= TASK STATEMENT =
Rewrite the records, replacing "orange rain jacket" with "yellow rain jacket" everywhere it appears and leaving everything else unchanged.

= SUPPLIED MATERIAL =

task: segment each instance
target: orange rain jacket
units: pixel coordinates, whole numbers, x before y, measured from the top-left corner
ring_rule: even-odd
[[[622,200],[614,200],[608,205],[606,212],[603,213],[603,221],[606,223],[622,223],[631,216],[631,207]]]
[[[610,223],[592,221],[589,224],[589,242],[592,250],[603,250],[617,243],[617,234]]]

= EXERCISE OUTPUT =
task: segment each instance
target: yellow rain jacket
units: pixel coordinates, whole numbers, x before y, measured from the top-left corner
ring_rule: even-odd
[[[622,200],[614,200],[608,205],[606,212],[603,213],[603,221],[606,223],[622,223],[631,216],[631,207]]]
[[[610,223],[592,221],[589,224],[589,242],[592,250],[603,250],[617,243],[617,234]]]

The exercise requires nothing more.